GIVEN INSTRUCTION =>
Pull out every line of the rows below and repeat each one word for word, leaving the pictures out.

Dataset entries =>
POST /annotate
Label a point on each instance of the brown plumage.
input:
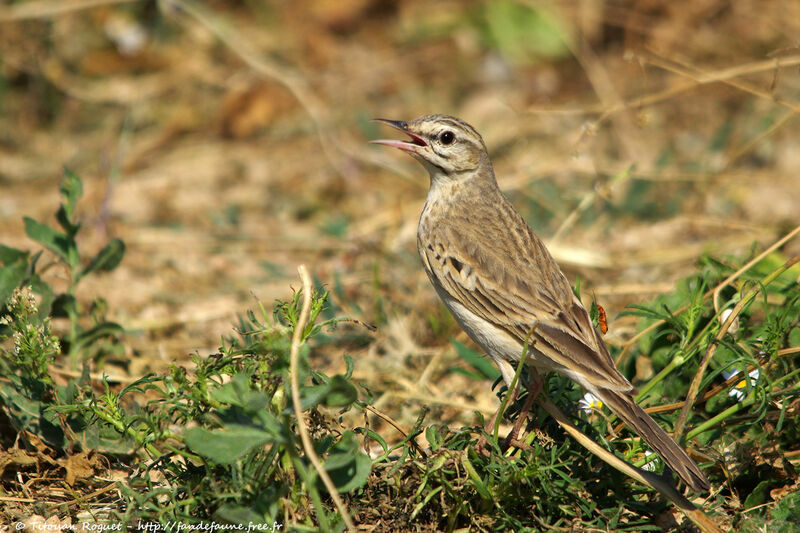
(503, 286)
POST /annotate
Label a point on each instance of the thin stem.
(308, 446)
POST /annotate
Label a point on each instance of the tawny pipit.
(503, 286)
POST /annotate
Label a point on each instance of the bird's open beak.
(409, 146)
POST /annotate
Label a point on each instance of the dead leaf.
(79, 466)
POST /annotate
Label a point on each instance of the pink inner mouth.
(409, 146)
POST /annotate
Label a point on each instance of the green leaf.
(225, 446)
(71, 190)
(11, 276)
(65, 306)
(10, 255)
(524, 34)
(759, 494)
(55, 241)
(104, 329)
(348, 466)
(478, 361)
(106, 259)
(434, 437)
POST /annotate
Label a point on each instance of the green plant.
(87, 332)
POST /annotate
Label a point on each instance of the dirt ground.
(226, 143)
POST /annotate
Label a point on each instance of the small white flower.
(738, 390)
(589, 403)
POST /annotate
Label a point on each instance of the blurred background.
(226, 143)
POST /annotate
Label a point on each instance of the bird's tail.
(623, 405)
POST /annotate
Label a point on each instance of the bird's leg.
(482, 445)
(534, 386)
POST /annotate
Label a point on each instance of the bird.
(503, 286)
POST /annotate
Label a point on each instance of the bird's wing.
(516, 285)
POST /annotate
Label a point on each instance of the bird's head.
(448, 147)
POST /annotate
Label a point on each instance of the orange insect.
(601, 319)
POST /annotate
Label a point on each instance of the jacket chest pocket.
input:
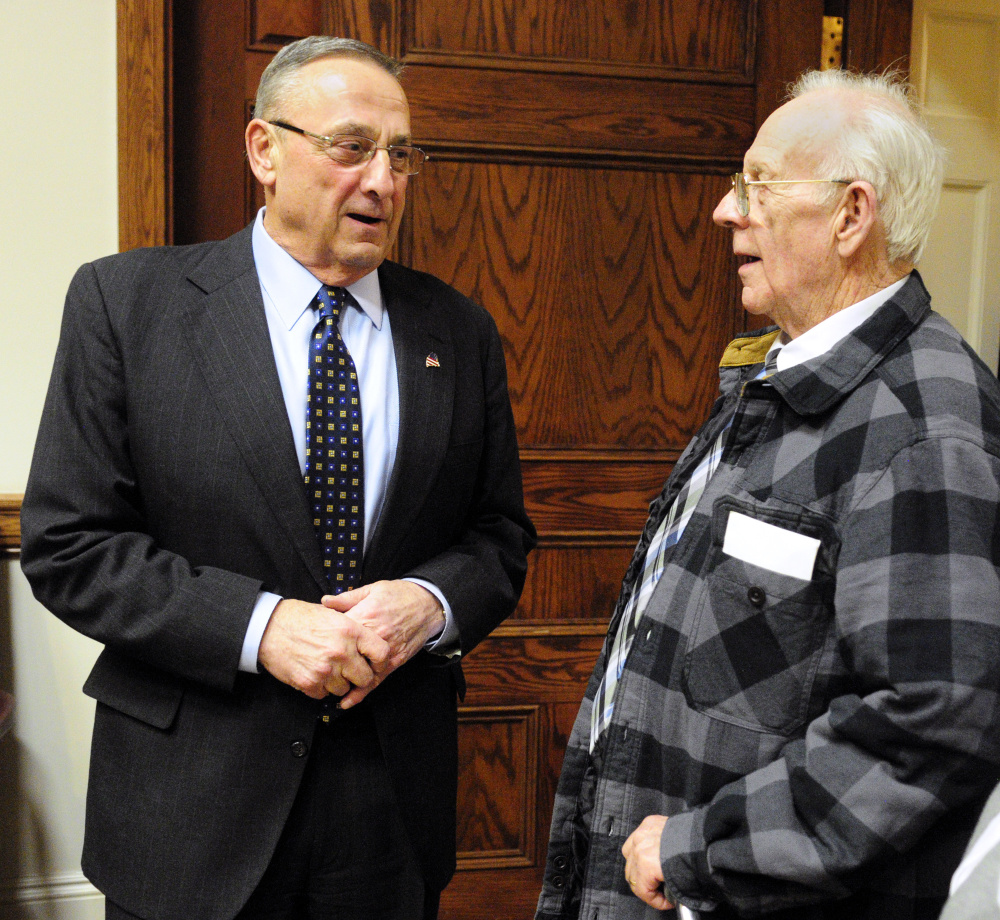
(763, 616)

RESPONSE =>
POST /annotate
Label a point on each instance of the brown plumage.
input:
(503, 286)
POST /annotate
Label a point on each instance of the thin stem.
(308, 446)
POST /annotate
Label a point on each instance of the tawny pipit.
(503, 286)
POST /annotate
Label a point on each instance of the bird's open beak.
(409, 146)
POST /annotate
Label a point on each instance of the dead leaf.
(79, 466)
POST /annotate
Label a point on each instance of the pink inner mouth.
(409, 146)
POST /annotate
Label a point on each instance of the green leaf.
(225, 446)
(71, 190)
(11, 276)
(65, 306)
(10, 255)
(524, 34)
(759, 494)
(55, 241)
(104, 329)
(348, 466)
(478, 361)
(106, 259)
(434, 437)
POST /annotate
Label a point on each instance of the green plant.
(87, 332)
POST /annotate
Label a point on each instance of the dirt ground.
(226, 143)
POST /annotate
Label a point on each instance of the small white flower.
(738, 390)
(589, 403)
POST /annotate
Label a point on each instance of the blurred background.
(226, 143)
POST /annotate
Label a point on each instance of the bird's tail.
(623, 405)
POST /annotate
Label a point on each instance of the bird's leg.
(482, 445)
(534, 386)
POST /annotate
Label a point on each instance of the bird.
(503, 286)
POST /annotate
Label a point on each instance of the bird's wing.
(516, 285)
POST /annotate
Label a point on each instance of the bird's head.
(448, 147)
POST /annotate
Label a point on each instance of the orange insect.
(601, 319)
POST /annotate
Label a point on each instance of the jacket chest pocket.
input:
(763, 616)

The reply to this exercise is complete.